> _ページ抜粋_:
◆ ◆ ◆ ◆ ◆ ◆ ◆

企業価値の向上に向けて、つながりを強化する

―中計リバイズで導入されたROICマネジメントは、日戸社外取締役の専門領域ですが、導入にあたり感じられた課題は何でしたか?

ROICマネジメントは、「稼ぐ力」と「価値を生み出す力」を両立し、各機能を強化させることにつながるものです。ただし、それを担い実現するのは従業員一人ひとりであって、執行責任者や関係するメンバーが部門を超えてひとつの方向を向き、何をすべきかを理解・納得して活動しなければ成し遂げられません。組織として競争力を持つためにもっとも重要なのは、「つながり」を意識することです。ROIC導入にあたっては、この点を非常に強く主張しました。物事は本来、因果関係でつながっています。しかし社内においては、因果関係が明確なもの、不透明なものが混在しているのが実情です。例えば、売上を確保しつつ在庫を減らそうとする場合、販売部門だけで実現するには限界があります。店頭商品構成の最適化、充足率の改善、余剰な在庫を防ぐ生産体制の構築、これらを達成するためには生産部門や企画部門も一緒になって議論しなければなりません。事業や部門がどのようにつながっているのかを徹底的に意識することで、目標達成には何が必要なのか、また何が不要なのかを判断できるのです。
 ワコールは、個々が真面目で、一生懸命仕事に向き合う企業文化があると言いましたが、裏を返せば、部門最適、部分最適に陥りやすい傾向が極めて強い企業だということです。今、ワコールグループに必要なのは、全体最適の考え方です。共有した目標に向かって、部門や個人がチームとなって協力しながら個々の役割を果たし、臨機応変に動いていかなければなりません。ただ幸いにも、ワコールは部門ごとに高い能力が備わっているため、既存の考え方ややり方、優先順位などを見直し、つないでいくことで最大限の力を発揮できると考えています。
 中計リバイズの策定過程では、サプライチェーンマネジメントは1か所でも駄目だと致命的になる可能性があること、持っているポテンシャルをフルに発揮するためにはエンド・ツー・エンドで調達から顧客までつなぎ切る必要があること、お客さまにタイムリーに商品をお届けできない限り、新商品開発やブランド開発をいくらやっても絵に描いた餅にすぎないことを繰り返し説明しました。今回の中計リバイズでは、「サプライチェーンマネジメント改革」が最初のアジェンダになっていますが、全体最適の視点を持って協力してつないでいくことの重要性を執行責任者の皆さんが理解してくれた証しです。あとは、スピード感を意識して、行動していくことです。

◆ ◆ ◆ ◆ ◆ ◆ ◆

> _取り組む課題_:
A – 抜粋のうち、「企業価値の向上に向けて、つながりを強化する」を含む語句で始まり「要なのかを判断できるのです。」で終わる部分を、一字も変えずに再掲してください。
B – 次の(i)〜(iii)が抜粋の内容と合っているかを、それぞれ「はい」か「いいえ」で答えてください。判断の決め手となる抜粋中の語句も、そのまま引用して添えてください。
(i) ROICマネジメントは、執行責任者や関係するメンバーが部門を超えてひとつの方向を向かなければ成し遂げられない。
(ii) ワコールは部門ごとの能力が低いとされている。
(iii) 中計リバイズで最初のアジェンダとされているのは新商品開発である。
ここから先の資料は参照しなくても差し支えありません。

> _参考資料_:
◆ ◆ ◆ ◆ ◆ ◆ ◆

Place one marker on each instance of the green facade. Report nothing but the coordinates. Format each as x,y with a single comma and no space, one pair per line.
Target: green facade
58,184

◆ ◆ ◆ ◆ ◆ ◆ ◆

> _解答一覧_:
A –
企業価値の向上に向けて、つながりを強化する

―中計リバイズで導入されたROICマネジメントは、日戸社外取締役の専門領域ですが、導入にあたり感じられた課題は何でしたか?

ROICマネジメントは、「稼ぐ力」と「価値を生み出す力」を両立し、各機能を強化させることにつながるものです。ただし、それを担い実現するのは従業員一人ひとりであって、執行責任者や関係するメンバーが部門を超えてひとつの方向を向き、何をすべきかを理解・納得して活動しなければ成し遂げられません。組織として競争力を持つためにもっとも重要なのは、「つながり」を意識することです。ROIC導入にあたっては、この点を非常に強く主張しました。物事は本来、因果関係でつながっています。しかし社内においては、因果関係が明確なもの、不透明なものが混在しているのが実情です。例えば、売上を確保しつつ在庫を減らそうとする場合、販売部門だけで実現するには限界があります。店頭商品構成の最適化、充足率の改善、余剰な在庫を防ぐ生産体制の構築、これらを達成するためには生産部門や企画部門も一緒になって議論しなければなりません。事業や部門がどのようにつながっているのかを徹底的に意識することで、目標達成には何が必要なのか、また何が不要なのかを判断できるのです。

B –
(i) はい。「執行責任者や関係するメンバーが部門を超えてひとつの方向を向き、何をすべきかを理解・納得して活動しなければ成し遂げられません」
(ii) いいえ。「ワコールは部門ごとに高い能力が備わっている」
(iii) いいえ。「「サプライチェーンマネジメント改革」が最初のアジェンダになっています」